§ **What the task requires**: The required result is the exact run of lines beginning at the one containing "on the lettuce" and ending at the last line of the entries.

§ **Records excerpted from a collection**:

============

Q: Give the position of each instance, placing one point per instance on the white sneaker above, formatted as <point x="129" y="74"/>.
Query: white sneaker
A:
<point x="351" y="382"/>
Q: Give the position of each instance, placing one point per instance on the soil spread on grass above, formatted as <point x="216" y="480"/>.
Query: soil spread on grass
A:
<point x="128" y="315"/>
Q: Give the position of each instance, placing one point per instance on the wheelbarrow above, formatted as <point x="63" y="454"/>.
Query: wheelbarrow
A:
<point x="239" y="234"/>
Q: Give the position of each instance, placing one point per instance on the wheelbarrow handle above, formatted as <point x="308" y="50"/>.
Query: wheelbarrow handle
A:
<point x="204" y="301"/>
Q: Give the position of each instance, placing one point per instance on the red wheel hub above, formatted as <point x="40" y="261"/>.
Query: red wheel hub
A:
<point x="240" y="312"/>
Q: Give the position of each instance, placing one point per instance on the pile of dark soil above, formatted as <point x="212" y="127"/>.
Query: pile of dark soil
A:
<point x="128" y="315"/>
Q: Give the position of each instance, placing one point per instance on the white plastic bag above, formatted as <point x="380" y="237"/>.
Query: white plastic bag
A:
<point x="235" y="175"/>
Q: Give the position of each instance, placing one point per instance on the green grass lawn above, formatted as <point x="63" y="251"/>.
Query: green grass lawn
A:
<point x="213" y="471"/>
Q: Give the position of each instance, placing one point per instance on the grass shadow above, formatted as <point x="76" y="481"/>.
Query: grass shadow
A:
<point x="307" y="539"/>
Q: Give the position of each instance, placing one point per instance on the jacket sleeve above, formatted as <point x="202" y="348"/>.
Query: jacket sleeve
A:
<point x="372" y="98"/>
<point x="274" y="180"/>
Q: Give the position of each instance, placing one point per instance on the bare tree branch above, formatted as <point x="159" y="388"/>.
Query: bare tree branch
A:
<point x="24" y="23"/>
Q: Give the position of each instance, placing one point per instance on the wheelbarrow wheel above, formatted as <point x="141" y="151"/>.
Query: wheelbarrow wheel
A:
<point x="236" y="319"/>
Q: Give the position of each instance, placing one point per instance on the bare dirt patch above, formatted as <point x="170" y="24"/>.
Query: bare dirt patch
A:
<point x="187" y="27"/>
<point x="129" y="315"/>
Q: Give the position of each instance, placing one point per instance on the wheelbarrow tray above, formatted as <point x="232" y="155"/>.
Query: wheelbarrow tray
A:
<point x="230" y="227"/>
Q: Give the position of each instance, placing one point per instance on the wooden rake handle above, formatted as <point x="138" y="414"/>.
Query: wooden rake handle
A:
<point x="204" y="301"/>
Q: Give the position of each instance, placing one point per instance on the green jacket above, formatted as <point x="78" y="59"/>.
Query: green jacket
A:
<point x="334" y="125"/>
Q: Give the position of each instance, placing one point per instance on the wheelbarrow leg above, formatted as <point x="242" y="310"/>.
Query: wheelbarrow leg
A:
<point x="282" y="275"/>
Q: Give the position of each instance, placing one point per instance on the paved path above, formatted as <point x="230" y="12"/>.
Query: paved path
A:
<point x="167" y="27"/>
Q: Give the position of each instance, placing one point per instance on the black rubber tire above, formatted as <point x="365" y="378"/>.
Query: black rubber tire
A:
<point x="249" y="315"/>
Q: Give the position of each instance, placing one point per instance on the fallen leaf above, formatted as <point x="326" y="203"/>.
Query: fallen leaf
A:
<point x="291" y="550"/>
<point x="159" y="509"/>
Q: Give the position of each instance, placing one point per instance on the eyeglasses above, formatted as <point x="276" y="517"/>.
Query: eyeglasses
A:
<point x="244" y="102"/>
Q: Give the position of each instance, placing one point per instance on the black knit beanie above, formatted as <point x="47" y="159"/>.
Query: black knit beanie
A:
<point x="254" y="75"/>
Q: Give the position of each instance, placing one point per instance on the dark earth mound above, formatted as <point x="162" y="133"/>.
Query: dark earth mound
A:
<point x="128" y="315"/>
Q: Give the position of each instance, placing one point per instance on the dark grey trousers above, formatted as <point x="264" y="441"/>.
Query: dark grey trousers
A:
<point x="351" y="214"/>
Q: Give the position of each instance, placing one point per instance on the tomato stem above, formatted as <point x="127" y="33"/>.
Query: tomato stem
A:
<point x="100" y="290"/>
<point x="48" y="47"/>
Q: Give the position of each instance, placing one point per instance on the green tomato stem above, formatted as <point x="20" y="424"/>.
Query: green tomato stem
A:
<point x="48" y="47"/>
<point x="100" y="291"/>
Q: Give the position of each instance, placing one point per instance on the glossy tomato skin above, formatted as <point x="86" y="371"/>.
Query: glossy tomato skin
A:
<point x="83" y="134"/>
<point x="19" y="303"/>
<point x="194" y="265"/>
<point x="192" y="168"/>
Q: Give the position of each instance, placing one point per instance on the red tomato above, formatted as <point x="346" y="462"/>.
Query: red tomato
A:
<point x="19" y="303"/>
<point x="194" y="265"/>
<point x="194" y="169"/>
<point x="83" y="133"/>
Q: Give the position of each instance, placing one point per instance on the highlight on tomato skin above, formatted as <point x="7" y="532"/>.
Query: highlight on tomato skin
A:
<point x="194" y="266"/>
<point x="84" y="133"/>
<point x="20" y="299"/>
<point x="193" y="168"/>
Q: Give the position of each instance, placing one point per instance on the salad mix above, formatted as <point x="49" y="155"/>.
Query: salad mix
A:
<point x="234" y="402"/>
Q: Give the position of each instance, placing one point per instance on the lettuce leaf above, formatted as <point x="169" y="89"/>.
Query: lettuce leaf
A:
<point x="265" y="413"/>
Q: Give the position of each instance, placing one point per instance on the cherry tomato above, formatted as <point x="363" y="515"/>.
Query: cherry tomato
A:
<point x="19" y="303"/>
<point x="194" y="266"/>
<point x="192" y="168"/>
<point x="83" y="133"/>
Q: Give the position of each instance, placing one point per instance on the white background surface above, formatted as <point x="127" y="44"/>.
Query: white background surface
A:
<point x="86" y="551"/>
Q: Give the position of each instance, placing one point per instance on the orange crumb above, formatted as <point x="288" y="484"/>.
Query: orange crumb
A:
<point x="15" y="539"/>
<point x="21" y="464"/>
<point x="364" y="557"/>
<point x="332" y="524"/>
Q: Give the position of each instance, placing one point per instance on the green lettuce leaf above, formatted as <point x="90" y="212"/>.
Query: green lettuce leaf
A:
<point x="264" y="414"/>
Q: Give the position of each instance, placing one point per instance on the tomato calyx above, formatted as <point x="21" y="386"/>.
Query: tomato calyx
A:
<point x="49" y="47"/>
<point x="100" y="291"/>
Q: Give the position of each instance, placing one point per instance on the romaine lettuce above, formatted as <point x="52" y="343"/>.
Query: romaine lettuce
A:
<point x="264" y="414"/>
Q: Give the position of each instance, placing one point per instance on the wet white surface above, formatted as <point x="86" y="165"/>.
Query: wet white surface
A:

============

§ **Solution**:
Q: Give the position of each instance, placing one point per instance on the lettuce leaf above, formatted as <point x="169" y="89"/>.
Query: lettuce leaf
A:
<point x="265" y="413"/>
Q: Give the position of each instance, placing one point per instance on the cherry tomato above, formatted as <point x="363" y="515"/>.
Query: cherry tomato
A:
<point x="19" y="303"/>
<point x="194" y="266"/>
<point x="192" y="168"/>
<point x="83" y="133"/>
Q: Give the position of each instance, placing one point per instance on the white background surface above, formatted as <point x="127" y="44"/>.
Query: white background surface
A:
<point x="86" y="551"/>
Q: Give the position of each instance, placing one point per instance on the orange crumb above, formatted as <point x="288" y="484"/>.
Query: orange crumb
A:
<point x="15" y="539"/>
<point x="21" y="464"/>
<point x="364" y="557"/>
<point x="332" y="524"/>
Q: Give the position of each instance, placing one point per instance on the green lettuce leaf above, formatted as <point x="90" y="212"/>.
Query: green lettuce leaf
A:
<point x="264" y="414"/>
Q: Give the position of each instance, placing one point per instance on the tomato calyx above, formatted as <point x="21" y="386"/>.
Query: tomato calyx
A:
<point x="49" y="47"/>
<point x="100" y="291"/>
Q: Give the position of each instance, placing one point per instance on the romaine lettuce above, formatted as <point x="52" y="343"/>.
Query: romaine lettuce
A:
<point x="264" y="414"/>
Q: Give the position of each instance, placing one point per instance on the wet white surface above, formatted as <point x="86" y="165"/>.
Query: wet white surface
A:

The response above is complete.